**Document segment**
[Start of section]

In conjunction with the Public Education Association, this school has been conducting a demonstration ever since last September of what an all-day neighborhood school can mean to the surrounding community. The children stay in school until 5:00 o'clock in the afternoon, and there are special teachers assigned for group work in the additional hours.

This school is in a colored section, and so the children chose to do the history of Harlem. Another public school designed all the costumes and made them. The pageant was fressh and vivid and every youngster entered into his or her part with an earnestness which betokened real interest and understanding of the importance of the occasion.

These youngsters will never forget the parts they played, and it must be beneficial for them to acquire such a clear understanding of the growth of their city and of their own group within that city.

I went straight from the school to see Mrs. Henry Morgenthau, Jr., at the hospital and left in the afternoon for Washington.

[End of section]

**Questions on the material**
**a)** Decide whether each statement agrees with the passage about the all-day neighborhood school. Answer yes or no for each, and quote the words of the passage that settle it. (i) The children stay in school until 5:00 in the afternoon. (ii) The children at this school made their own costumes for the pageant. (iii) The writer left for Washington in the morning.
**b)** Continue the passage about the all-day neighborhood school, starting after its final sentence.
The data that come after this passage are not needed for the work on it.

**Source material**
[Start of section]

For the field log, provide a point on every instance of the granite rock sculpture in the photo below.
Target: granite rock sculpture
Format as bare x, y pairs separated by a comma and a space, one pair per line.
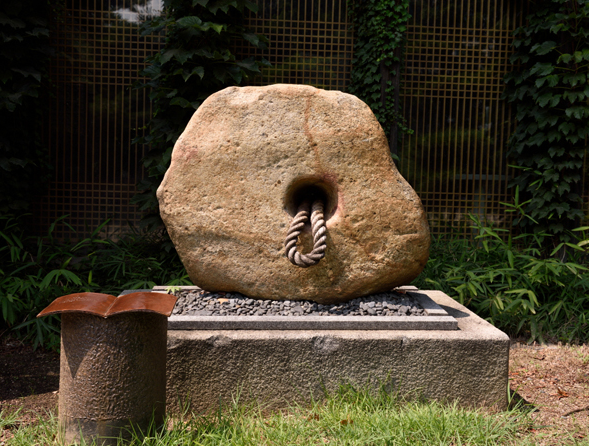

[End of section]

**Numbered responses**
**a)**
(i) Yes: "The children stay in school until 5:00 o'clock in the afternoon"
(ii) No: "Another public school designed all the costumes and made them."
(iii) No: "left in the afternoon for Washington."

**b)**
Arrived in Washington, we had a very happy family reunion, for my aunt and uncle, Mr. and Mrs. David Gray, are here from Dublin, Ireland, and our daughter-in-law, Mrs. Elliott Roosevelt, arrived on business. I take my hat off to all these young women who carry on their husbands' affairs while they are gone.

Many of them will be happy indeed to shed business cares in the future, but the training they have had will always be of value and give them a sense of independence if the need ever arises to go to work again. I think it is good for children also, to realize that their mothers are doing unusual tasks during this war period and that they have an obligation to take on more responsibilities to make these tasks possible.

If your mother isn't always there to remind you to put on your rubbers and to eat your supper, it is your war job to put on your rubbers and eat your supper all by yourself. Put in that light, many a youngster will take far more interest in this new type of responsibility, which is an avenue through which he can express his patriotism.

E.R.

(COPYRIGHT, 1943, BY UNITED FEATURE SYNDICATE, INC.)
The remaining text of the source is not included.